» MATERIAL FOR THIS TASK:
════════

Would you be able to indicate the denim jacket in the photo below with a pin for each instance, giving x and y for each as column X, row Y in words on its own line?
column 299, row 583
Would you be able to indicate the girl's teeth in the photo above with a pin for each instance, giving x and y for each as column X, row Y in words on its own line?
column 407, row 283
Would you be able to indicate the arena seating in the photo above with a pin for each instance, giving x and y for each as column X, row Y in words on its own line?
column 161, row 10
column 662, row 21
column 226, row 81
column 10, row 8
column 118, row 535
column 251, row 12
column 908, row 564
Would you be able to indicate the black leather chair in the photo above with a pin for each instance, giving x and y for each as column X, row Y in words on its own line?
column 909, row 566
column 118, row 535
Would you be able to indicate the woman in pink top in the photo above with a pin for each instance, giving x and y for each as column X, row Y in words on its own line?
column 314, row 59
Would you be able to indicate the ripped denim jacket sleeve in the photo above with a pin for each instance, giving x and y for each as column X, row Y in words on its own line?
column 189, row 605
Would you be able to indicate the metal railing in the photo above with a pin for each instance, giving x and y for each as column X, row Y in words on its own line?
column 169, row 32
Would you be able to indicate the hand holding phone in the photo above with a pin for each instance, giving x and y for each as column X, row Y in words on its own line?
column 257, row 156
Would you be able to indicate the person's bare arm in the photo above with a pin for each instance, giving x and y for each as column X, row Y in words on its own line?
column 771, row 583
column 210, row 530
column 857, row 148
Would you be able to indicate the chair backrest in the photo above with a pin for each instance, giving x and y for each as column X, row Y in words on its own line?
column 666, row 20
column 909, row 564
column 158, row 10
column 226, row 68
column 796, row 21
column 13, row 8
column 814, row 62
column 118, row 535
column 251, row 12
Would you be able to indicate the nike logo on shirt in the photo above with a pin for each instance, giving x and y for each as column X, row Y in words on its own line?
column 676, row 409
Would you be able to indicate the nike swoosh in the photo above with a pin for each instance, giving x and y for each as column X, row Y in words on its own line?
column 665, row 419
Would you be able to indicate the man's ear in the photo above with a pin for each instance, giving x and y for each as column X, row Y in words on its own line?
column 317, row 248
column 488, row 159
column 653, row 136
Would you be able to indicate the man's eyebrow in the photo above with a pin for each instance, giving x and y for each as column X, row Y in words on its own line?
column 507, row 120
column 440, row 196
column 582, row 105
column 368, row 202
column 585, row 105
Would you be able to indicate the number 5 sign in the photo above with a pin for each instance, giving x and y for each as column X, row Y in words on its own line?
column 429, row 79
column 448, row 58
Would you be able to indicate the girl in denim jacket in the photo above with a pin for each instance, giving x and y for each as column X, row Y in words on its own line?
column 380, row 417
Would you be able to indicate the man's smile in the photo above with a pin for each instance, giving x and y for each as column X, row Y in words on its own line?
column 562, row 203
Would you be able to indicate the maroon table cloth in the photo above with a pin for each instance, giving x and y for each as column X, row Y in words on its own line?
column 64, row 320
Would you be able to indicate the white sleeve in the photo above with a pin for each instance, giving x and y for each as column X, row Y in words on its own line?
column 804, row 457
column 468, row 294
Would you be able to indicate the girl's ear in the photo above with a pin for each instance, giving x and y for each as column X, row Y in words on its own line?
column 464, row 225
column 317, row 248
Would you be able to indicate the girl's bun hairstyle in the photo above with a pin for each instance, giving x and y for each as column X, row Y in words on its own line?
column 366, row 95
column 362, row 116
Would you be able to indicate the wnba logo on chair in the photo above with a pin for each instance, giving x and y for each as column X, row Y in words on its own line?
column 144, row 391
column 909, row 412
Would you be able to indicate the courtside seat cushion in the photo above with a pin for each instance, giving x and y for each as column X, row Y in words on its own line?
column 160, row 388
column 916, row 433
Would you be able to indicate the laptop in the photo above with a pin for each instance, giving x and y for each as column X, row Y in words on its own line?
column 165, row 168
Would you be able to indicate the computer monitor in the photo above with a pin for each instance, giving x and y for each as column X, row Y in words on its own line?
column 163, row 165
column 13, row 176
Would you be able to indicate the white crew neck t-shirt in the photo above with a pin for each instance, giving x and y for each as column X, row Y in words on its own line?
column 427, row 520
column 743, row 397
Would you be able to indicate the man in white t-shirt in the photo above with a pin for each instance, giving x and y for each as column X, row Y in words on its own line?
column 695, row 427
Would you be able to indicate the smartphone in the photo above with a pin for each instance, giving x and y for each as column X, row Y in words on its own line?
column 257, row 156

════════

Copy out all of the material above word for word, reproducing each line without any change.

» RESPONSE TO THIS TASK:
Would you be able to indicate the denim jacket in the photo below with a pin for each instance, giving x and y for each as column X, row Y in words on its own line?
column 299, row 583
Would you be able to indicate the girl's teeth in the photo above with a pin for each instance, giving x and y for each as column X, row Y in words on its own line?
column 407, row 283
Would you be able to indicate the arena seating in the photo above with a pin for each instance, giving x and y for each as column X, row Y in words on its own line?
column 161, row 10
column 662, row 21
column 226, row 81
column 10, row 8
column 118, row 535
column 251, row 12
column 908, row 564
Would you be able to indicate the black leather chair in the photo above with a pin for each instance, giving x and y for each as column X, row Y in words on its own line?
column 909, row 566
column 118, row 535
Would you be able to indicate the woman in pink top in the photo above with a pin for each instance, giving x and y for each as column X, row Y in words on its own line?
column 314, row 59
Would you be able to indicate the ripped denim jacket sleeve in the photo above with a pin for each instance, giving x and y for each as column X, row Y in words on its own line?
column 189, row 605
Would you be able to indicate the metal railing in the photo above with a pin for each instance, giving x and y for each as column X, row Y in words on its own line?
column 169, row 32
Would you be able to indicate the hand holding phone in the photo above with a pin for each instance, giving x and y for each as column X, row Y in words on its own line?
column 257, row 156
Would you be able to indicate the person's bare arm in the photo above with a pin for each instance, giving x and y for each as column X, row Y in words on its own line?
column 771, row 583
column 210, row 530
column 857, row 148
Would you be able to indicate the chair backrest in the photo above with a pin for each instance, giving x and y for each as column X, row Y in words on its own line?
column 666, row 20
column 909, row 564
column 158, row 10
column 226, row 68
column 796, row 21
column 13, row 8
column 814, row 62
column 118, row 535
column 251, row 12
Would you be able to indicate the nike logo on shirt in the photo above with a pin for each instance, giving x and y for each as column X, row Y in words on its own line?
column 676, row 409
Would you be able to indicate the nike swoosh in the photo above with a pin for each instance, giving x and y for each as column X, row Y in words on its own line?
column 665, row 419
Would you be able to indicate the man's ear in the photo above with a pin for each instance, giving x and y for each as column X, row Y in words on its own line?
column 317, row 248
column 488, row 159
column 653, row 136
Would you be able to indicate the man's eyebrow in the photo above with a pin for each instance, giving x and y for each as column X, row Y in words on its own line?
column 507, row 120
column 440, row 196
column 582, row 105
column 368, row 202
column 585, row 105
Would you be able to indicate the number 5 sign in the photo above with a pin for each instance, giving x and y for each as column X, row Y in words on its own line?
column 429, row 79
column 448, row 58
Would you be able to indicate the girl in denim jacket in the photo above with a pin for each instance, giving x and y for each as column X, row Y in words on its own line?
column 380, row 417
Would you be able to indicate the man's smile in the photo above with a pin for each instance, giving x and y for each as column X, row Y in words on its own line?
column 562, row 203
Would you be able to indicate the maroon table cloth in the photo above with a pin for each instance, giving x and y for each as column X, row Y in words on its own line?
column 64, row 320
Would you be able to indicate the white sleeve in the photo above with a pin for each instance, giving x and y for each as column X, row Y in words on its own line?
column 804, row 457
column 468, row 294
Would you be able to indicate the girl's ear in the photo above with a pin for each instance, giving x and y for each as column X, row Y in words on its own line?
column 464, row 225
column 317, row 248
Would you be able to indicate the girl's bun hairstyle in the photo above with a pin for each instance, giving x and y for each as column X, row Y in words on its own line?
column 366, row 95
column 362, row 116
Would you be able to indicate the wnba logo on chair in the photo above with a pin for each instance, giving x and y for each as column X, row Y in words on its own line?
column 144, row 391
column 909, row 412
Would you be able to indicate the courtside seat cushion in the photo above with a pin for each instance, giving x and y for each as column X, row Y in words on its own line?
column 160, row 388
column 916, row 433
Would you be able to indicate the laptop in the photo above with a pin for each instance, giving x and y for each as column X, row Y in words on its own line?
column 165, row 168
Would you be able to indicate the computer monitor in the photo above with a pin for each instance, giving x and y for each as column X, row Y in words on its own line?
column 163, row 165
column 13, row 176
Would you be able to indicate the white crew neck t-shirt in the photo above with a pin for each instance, giving x and y for each as column X, row Y in words on its own line?
column 427, row 520
column 743, row 397
Would you be able to indicate the man in white t-shirt in the photo above with a pin for each instance, giving x and y for each as column X, row Y in words on its own line?
column 695, row 427
Would you be able to indicate the smartphone in the photo above with a pin for each instance, giving x and y for each as column X, row Y in words on its own line?
column 257, row 156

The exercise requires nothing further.